- PROBLEMS AND TASKS:
A – In the text on PSD3 and the PSR, on what date did the European Parliament and the Council reach their provisional political agreement?
B – Resume the text on PSD3 and the PSR after its last sentence and continue writing it.

- EXTRACT TO READ:
________________

The PSD3/PSR package is intended to address four specific shortcomings identified in the Commission’s review of PSD2:
| Problem identified under PSD2 | PSD3/PSR Response |
| Rising payment fraud — particularly authorised push payment and impersonation scams — and insufficient consumer protection | A higher bar for fraud prevention and consumer protection through enhanced monitoring obligations, stronger customer authentication measures, and changes to liability in impersonation and authorised push payment fraud scenarios; enhanced transparency around fees and charges; strengthened rights of redress for victims of unauthorised transactions |
| Uneven functioning of open banking, with obstacles to third-party access and inconsistent interface performance | A more workable open-banking framework by prohibiting defined categories of obstacle to third-party access, imposing performance standards on dedicated interfaces, and introducing consent dashboards allowing customers to manage and revoke data access |
| Supervisory fragmentation resulting from directive-based implementation producing divergent national outcomes | Reduced supervisory fragmentation by moving most conduct rules into a directly applicable Regulation rather than relying on national transposition |
| Unequal competitive conditions between banks and non-bank payment service providers | Competitive neutrality, ensuring equivalent payment services attract equivalent regulatory treatment regardless of provider type |
Where are PSD3 and the PSR in the Legislative Process?
The legislative file is now close to completion. Following the provisional political agreement reached between the European Parliament and the Council on 27 November 2025, the agreed texts have moved through legal-linguistic review and translation.
On 17 April 2026, the Council circulated an ‘I’ Item Note alongside final compromise texts for both PSD3 and the PSR, inviting approval at COREPER with a view to agreement at second reading. Formal adoption by both institutions, followed by publication in the Official Journal of the European Union (the “OJEU“), is generally anticipated towards the end of Q2 2026.
Once published:
- the PSR will apply 21 months after entry into force (with certain obligations applying after a further 6 months, including payee name verification and liability for incorrect application of the verification service), and
- Member States will have 21 months to transpose PSD3 into national law.
For firms authorised in Ireland, the period between formal adoption and active supervisory engagement on re-authorisation and compliance readiness is therefore likely to be short.
Frequently Asked Questions
Payment Institutions and Electronic Money Institutions
Re-authorisation is mandatory and time-limited — firms cannot assume continuity. Firms authorised under PSD2 or EMD2 at the time of the PSD3 transposition deadline may avail of six-month transitional provisions in Articles 44 and 45 of PSD3 and continue operating under their existing authorisations. However, by six months after PSD3 is transposed, firms must have submitted to their competent authority all information necessary to assess their compliance with PSD3’s revised authorisation requirements under Title II of PSD3. Firms that remain non-compliant by that deadline will be suspended from providing payment services until the competent authority has received and verified the necessary information.
Compliance determines whether re-authorisation is automatic or conditional. Firms considered compliant with Title II of PSD3 by their competent authority will be deemed re-authorised under PSD3 automatically. Those not considered fully compliant may be granted further time to achieve compliance but will be suspended from providing payment services until they are judged compliant.

________________

- RECORDS SHOWN:
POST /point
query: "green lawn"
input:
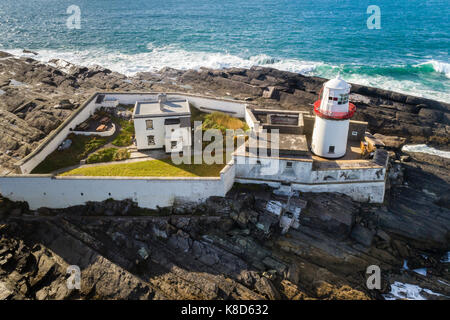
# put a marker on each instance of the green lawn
(150, 168)
(80, 148)
(108, 155)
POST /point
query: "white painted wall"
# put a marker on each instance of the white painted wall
(62, 192)
(328, 133)
(251, 121)
(111, 100)
(372, 192)
(54, 140)
(108, 133)
(159, 132)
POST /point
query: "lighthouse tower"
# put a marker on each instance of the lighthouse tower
(333, 113)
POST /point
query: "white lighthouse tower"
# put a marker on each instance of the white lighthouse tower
(333, 113)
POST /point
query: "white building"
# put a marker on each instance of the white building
(162, 123)
(333, 113)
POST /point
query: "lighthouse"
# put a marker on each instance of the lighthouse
(333, 113)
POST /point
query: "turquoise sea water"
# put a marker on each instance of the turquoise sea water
(314, 37)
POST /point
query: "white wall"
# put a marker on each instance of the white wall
(55, 139)
(160, 132)
(52, 141)
(251, 121)
(61, 192)
(108, 133)
(328, 133)
(372, 192)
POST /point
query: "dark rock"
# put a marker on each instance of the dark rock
(362, 235)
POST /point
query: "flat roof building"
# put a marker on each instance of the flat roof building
(162, 123)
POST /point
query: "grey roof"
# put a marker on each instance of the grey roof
(148, 109)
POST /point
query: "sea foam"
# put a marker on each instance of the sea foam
(172, 56)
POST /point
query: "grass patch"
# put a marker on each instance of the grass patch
(150, 168)
(108, 155)
(222, 121)
(125, 136)
(80, 148)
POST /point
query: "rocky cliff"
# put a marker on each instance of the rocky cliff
(217, 250)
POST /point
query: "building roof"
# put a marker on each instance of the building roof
(337, 83)
(149, 109)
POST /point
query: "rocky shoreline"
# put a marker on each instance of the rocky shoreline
(215, 250)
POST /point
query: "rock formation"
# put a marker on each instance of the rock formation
(218, 249)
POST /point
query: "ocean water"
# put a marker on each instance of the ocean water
(409, 54)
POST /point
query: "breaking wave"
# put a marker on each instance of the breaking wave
(428, 79)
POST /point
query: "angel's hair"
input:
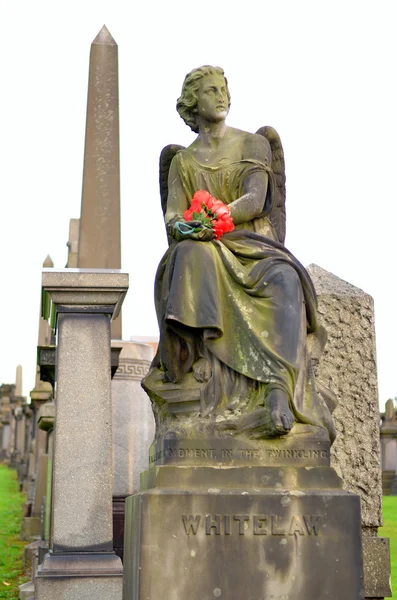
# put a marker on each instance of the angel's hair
(187, 102)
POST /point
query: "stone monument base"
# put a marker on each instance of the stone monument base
(73, 575)
(274, 532)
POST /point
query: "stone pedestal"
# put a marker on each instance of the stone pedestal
(81, 562)
(235, 518)
(243, 532)
(133, 429)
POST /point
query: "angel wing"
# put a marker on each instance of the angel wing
(277, 215)
(166, 156)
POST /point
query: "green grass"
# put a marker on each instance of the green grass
(11, 546)
(390, 530)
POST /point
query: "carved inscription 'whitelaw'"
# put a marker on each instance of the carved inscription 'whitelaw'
(295, 525)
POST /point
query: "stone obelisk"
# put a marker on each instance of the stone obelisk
(99, 236)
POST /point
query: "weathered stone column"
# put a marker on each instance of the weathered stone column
(81, 563)
(348, 368)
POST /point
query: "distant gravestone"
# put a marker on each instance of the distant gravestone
(99, 245)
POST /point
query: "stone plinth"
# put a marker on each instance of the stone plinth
(348, 368)
(243, 532)
(81, 562)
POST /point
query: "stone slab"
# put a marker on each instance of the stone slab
(28, 552)
(40, 484)
(26, 591)
(95, 288)
(253, 544)
(30, 528)
(74, 575)
(82, 588)
(232, 452)
(376, 555)
(348, 368)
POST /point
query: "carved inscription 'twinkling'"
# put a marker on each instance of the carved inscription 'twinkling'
(302, 525)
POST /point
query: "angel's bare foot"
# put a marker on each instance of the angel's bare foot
(282, 417)
(202, 370)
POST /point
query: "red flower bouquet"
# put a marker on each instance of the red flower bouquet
(212, 213)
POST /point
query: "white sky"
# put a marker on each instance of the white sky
(323, 73)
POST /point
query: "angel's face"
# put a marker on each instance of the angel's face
(212, 98)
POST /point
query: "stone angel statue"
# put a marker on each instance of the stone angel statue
(234, 313)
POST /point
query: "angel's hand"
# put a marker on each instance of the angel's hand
(179, 229)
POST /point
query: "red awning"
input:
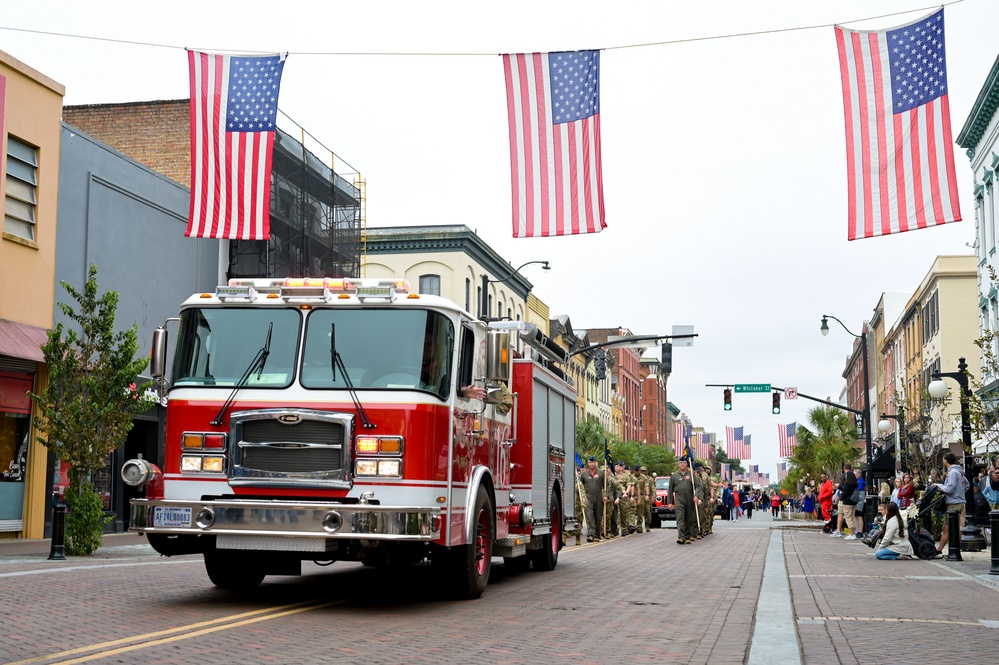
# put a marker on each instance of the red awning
(19, 340)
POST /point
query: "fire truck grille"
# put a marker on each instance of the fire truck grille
(284, 455)
(292, 460)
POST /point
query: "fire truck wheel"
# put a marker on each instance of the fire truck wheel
(234, 573)
(470, 564)
(546, 557)
(516, 564)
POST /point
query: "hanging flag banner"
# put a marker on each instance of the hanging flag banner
(900, 154)
(553, 105)
(233, 114)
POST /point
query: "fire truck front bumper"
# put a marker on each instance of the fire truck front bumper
(287, 519)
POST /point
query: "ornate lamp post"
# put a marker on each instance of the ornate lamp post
(971, 536)
(867, 393)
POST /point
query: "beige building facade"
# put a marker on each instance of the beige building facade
(30, 134)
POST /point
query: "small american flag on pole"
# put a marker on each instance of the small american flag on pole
(704, 445)
(734, 444)
(233, 114)
(553, 105)
(899, 151)
(788, 435)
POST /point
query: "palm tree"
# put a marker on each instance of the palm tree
(835, 439)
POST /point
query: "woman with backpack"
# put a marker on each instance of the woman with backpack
(895, 541)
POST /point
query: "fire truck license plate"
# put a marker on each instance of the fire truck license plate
(172, 517)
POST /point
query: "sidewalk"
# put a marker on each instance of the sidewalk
(850, 607)
(40, 548)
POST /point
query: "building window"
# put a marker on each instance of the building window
(21, 189)
(430, 285)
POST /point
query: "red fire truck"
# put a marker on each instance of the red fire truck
(325, 420)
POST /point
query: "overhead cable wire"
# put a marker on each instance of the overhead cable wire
(685, 40)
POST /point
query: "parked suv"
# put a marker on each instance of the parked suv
(659, 510)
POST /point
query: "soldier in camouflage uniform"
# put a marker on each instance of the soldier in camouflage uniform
(709, 509)
(626, 512)
(612, 500)
(683, 496)
(580, 493)
(646, 497)
(703, 491)
(593, 487)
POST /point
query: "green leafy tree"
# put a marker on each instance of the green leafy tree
(831, 442)
(88, 406)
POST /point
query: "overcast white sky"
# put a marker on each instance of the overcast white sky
(724, 159)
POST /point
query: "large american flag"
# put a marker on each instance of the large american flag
(553, 105)
(233, 113)
(734, 443)
(900, 155)
(788, 435)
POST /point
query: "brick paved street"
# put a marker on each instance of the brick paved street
(643, 596)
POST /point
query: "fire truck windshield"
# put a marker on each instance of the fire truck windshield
(394, 349)
(215, 346)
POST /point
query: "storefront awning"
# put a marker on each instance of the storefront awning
(19, 340)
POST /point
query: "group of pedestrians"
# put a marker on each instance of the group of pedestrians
(614, 501)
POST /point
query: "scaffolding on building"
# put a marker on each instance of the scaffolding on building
(316, 216)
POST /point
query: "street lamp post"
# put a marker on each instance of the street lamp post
(884, 427)
(867, 393)
(970, 534)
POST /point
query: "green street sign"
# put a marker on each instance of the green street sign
(752, 387)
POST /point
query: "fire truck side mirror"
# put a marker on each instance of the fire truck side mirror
(497, 355)
(157, 354)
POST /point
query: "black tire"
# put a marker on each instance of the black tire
(232, 572)
(471, 563)
(517, 564)
(546, 557)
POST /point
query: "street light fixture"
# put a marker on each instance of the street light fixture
(938, 390)
(824, 329)
(544, 266)
(484, 300)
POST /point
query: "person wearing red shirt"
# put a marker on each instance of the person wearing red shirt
(825, 496)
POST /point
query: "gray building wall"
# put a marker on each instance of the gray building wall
(130, 222)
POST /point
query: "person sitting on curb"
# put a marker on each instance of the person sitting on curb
(895, 541)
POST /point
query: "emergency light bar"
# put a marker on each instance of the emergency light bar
(324, 289)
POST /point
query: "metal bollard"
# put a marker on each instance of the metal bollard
(954, 535)
(58, 550)
(994, 525)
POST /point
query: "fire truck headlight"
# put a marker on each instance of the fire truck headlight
(212, 464)
(190, 463)
(390, 468)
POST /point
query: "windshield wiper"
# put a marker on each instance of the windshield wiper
(256, 364)
(335, 362)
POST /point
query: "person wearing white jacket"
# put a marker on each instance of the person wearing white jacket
(895, 541)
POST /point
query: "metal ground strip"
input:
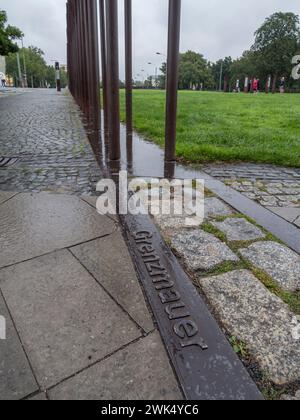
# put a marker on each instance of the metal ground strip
(204, 361)
(6, 161)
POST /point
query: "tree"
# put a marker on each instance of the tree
(276, 42)
(246, 66)
(224, 64)
(8, 34)
(194, 70)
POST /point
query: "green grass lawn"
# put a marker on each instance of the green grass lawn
(225, 127)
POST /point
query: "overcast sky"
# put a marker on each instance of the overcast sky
(216, 28)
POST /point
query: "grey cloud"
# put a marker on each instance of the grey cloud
(216, 28)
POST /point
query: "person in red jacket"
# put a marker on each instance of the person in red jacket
(255, 85)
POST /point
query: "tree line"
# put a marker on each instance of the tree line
(25, 60)
(276, 42)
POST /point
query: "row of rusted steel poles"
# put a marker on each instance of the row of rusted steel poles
(83, 57)
(83, 64)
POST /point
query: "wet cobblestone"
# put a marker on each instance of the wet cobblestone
(44, 131)
(276, 188)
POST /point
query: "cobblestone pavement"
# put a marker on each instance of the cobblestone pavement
(251, 282)
(42, 131)
(273, 187)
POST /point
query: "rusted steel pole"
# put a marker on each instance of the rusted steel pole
(113, 96)
(128, 64)
(96, 65)
(103, 60)
(172, 78)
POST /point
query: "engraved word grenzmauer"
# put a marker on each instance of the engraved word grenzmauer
(175, 308)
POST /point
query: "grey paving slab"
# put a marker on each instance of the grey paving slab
(288, 213)
(109, 261)
(16, 378)
(139, 372)
(259, 319)
(4, 196)
(35, 224)
(92, 201)
(65, 319)
(201, 250)
(215, 207)
(281, 263)
(239, 229)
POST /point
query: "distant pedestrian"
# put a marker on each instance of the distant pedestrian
(258, 85)
(255, 86)
(3, 80)
(249, 85)
(282, 85)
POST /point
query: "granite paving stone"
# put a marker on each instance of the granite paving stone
(65, 319)
(287, 213)
(16, 378)
(201, 251)
(278, 261)
(44, 131)
(239, 229)
(259, 319)
(139, 372)
(35, 224)
(121, 282)
(39, 397)
(215, 207)
(4, 196)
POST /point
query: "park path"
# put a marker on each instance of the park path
(77, 324)
(43, 134)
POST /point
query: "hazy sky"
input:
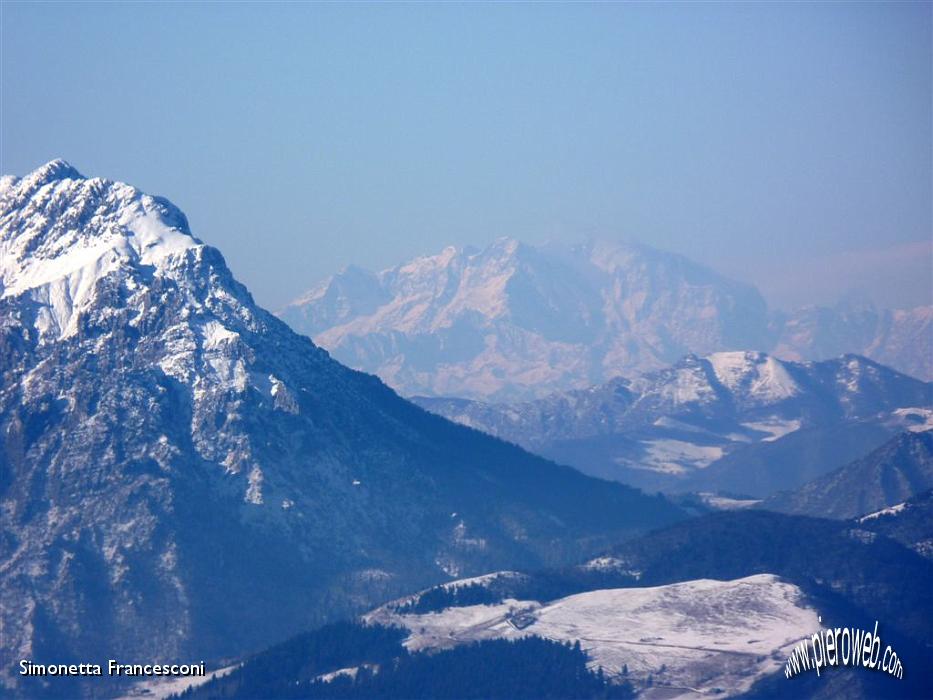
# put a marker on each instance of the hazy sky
(785, 144)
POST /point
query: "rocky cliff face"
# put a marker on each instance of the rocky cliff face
(181, 474)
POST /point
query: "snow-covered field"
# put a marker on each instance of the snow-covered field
(160, 688)
(691, 638)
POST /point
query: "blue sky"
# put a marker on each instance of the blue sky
(785, 144)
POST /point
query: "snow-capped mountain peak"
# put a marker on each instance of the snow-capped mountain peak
(755, 375)
(62, 233)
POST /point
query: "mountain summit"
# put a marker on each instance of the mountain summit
(183, 475)
(517, 322)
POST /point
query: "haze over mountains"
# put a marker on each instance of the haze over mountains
(743, 422)
(182, 474)
(513, 321)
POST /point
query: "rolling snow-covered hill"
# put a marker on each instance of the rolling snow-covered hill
(517, 322)
(693, 638)
(182, 474)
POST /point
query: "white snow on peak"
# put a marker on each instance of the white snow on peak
(753, 375)
(702, 634)
(892, 510)
(60, 233)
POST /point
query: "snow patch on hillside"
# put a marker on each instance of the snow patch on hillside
(700, 634)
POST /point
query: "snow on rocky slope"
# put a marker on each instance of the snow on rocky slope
(691, 637)
(513, 320)
(671, 428)
(181, 473)
(516, 322)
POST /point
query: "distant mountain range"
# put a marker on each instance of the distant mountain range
(895, 472)
(711, 606)
(515, 322)
(182, 475)
(743, 422)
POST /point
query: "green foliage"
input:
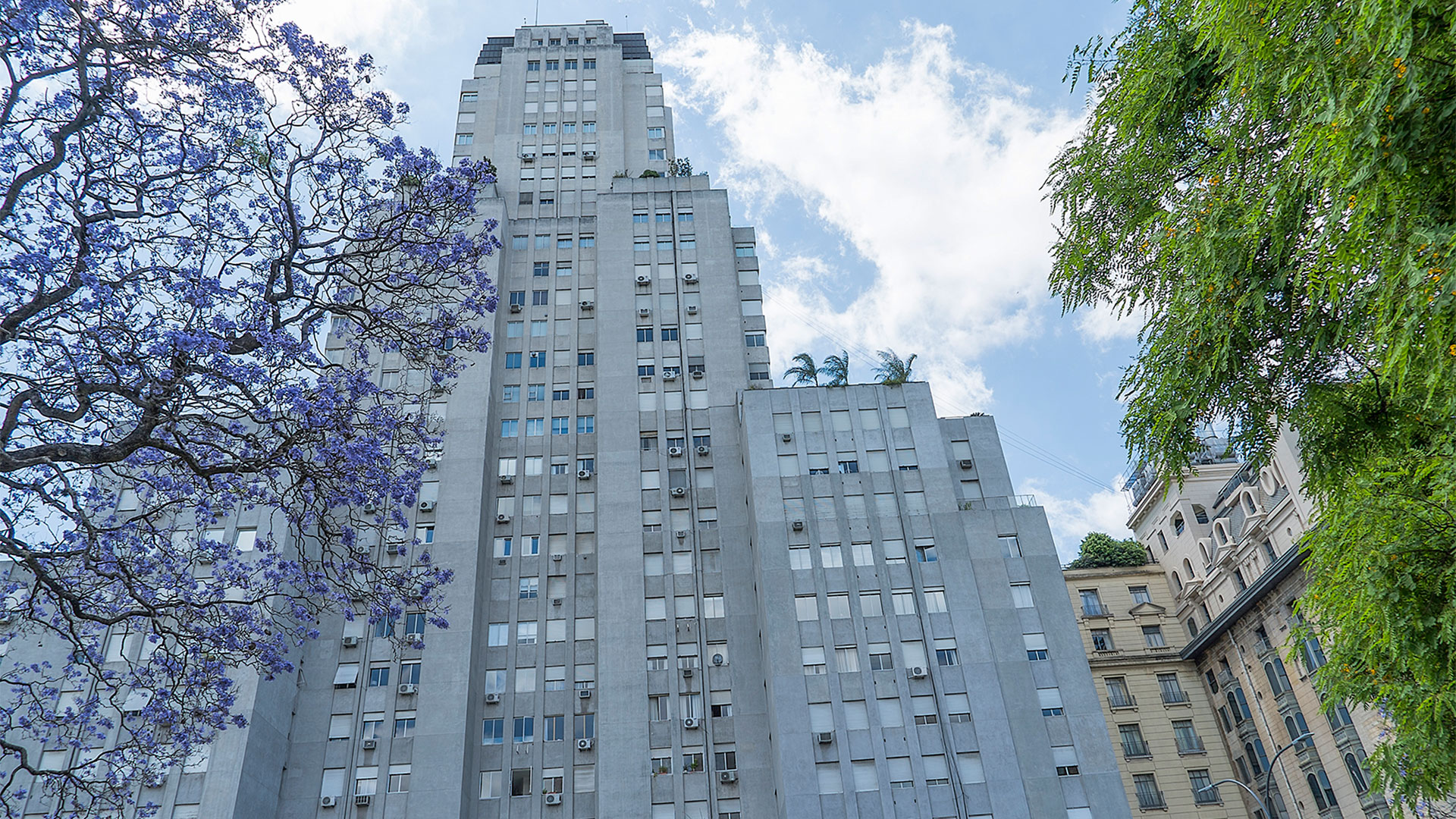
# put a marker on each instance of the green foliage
(836, 368)
(892, 369)
(804, 371)
(1101, 550)
(1273, 186)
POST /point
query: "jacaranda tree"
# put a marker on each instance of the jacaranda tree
(1272, 183)
(191, 200)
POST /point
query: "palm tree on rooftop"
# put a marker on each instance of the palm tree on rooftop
(893, 371)
(837, 369)
(804, 372)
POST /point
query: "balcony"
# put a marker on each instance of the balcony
(1136, 749)
(1150, 800)
(1190, 745)
(1206, 796)
(1122, 701)
(998, 502)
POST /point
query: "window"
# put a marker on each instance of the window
(1036, 645)
(494, 732)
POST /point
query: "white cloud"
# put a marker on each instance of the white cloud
(928, 167)
(1071, 519)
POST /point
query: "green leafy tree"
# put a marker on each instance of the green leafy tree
(892, 369)
(804, 371)
(836, 368)
(1272, 186)
(1101, 550)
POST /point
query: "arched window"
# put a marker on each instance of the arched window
(1274, 684)
(1313, 789)
(1356, 774)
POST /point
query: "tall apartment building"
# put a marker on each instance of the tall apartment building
(677, 594)
(1226, 545)
(1159, 720)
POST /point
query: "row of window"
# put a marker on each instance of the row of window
(587, 64)
(545, 240)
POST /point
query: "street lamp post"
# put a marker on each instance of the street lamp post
(1263, 802)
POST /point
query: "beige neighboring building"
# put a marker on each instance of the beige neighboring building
(1163, 726)
(1225, 550)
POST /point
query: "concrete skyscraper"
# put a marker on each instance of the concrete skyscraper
(679, 592)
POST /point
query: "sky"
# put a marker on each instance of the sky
(892, 158)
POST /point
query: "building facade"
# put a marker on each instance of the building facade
(677, 594)
(1159, 720)
(1226, 542)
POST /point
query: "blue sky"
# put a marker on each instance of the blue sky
(892, 158)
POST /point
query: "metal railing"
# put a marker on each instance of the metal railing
(998, 502)
(1147, 799)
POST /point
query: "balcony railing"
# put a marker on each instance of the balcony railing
(998, 502)
(1175, 697)
(1190, 745)
(1149, 799)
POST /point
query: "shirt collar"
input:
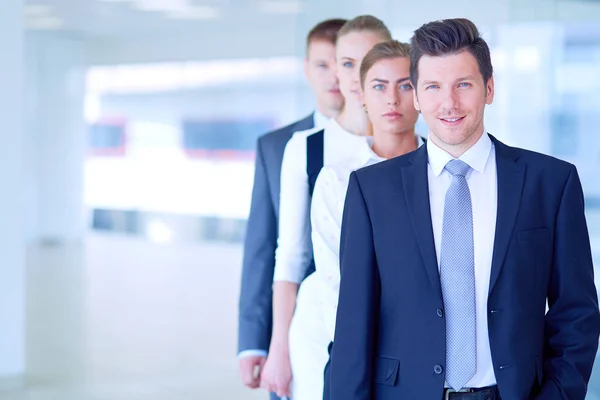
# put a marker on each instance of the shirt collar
(319, 119)
(476, 156)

________________

- RESPONSES:
A – 27 November 2025

B –
Delays in processing by the competent authority do not excuse firms from the process. In exceptional circumstances, competent authorities may delay imposing a suspension on transitioning firms by up to three months — but only where the firm has provided the information needed for the re-authorisation process and the competent authority has not been able to process it within the applicable deadline.
Electronic money institutions face structural integration into a new licensing framework. Electronic money institutions are integrated into a consolidated payment-institution licensing framework, requiring careful assessment of permissions, prudential treatment and business models.
Banks and Account-Servicing PSPs
Fraud liability has shifted materially in the direction of the PSP. Fraud detection frameworks, dispute handling procedures and reimbursement outcomes will need to be reassessed in light of a liability regime that places materially greater responsibility on PSPs in impersonation and authorised push payment fraud scenarios.
Open-banking interfaces are now subject to explicit performance standards and new prohibitions. Open-banking interfaces will be subject to clearer performance and availability standards, with explicit prohibitions on practices that have restricted access in the PSD2 period.
Consumers
Enhanced pre-contractual disclosures — including around currency conversion charges and ATM withdrawal fees — will apply.
The revised liability framework shifts greater responsibility onto PSPs in circumstances where fraud prevention measures fail.
National Competent Authorities
- Supervisory frameworks will need to adapt to reflect the move from directive-based conduct rules to a directly applicable Regulation.
- Authorities will face increased demands in relation to monitoring API performance, assessing fraud controls, processing incident reports and managing re-authorisation volumes.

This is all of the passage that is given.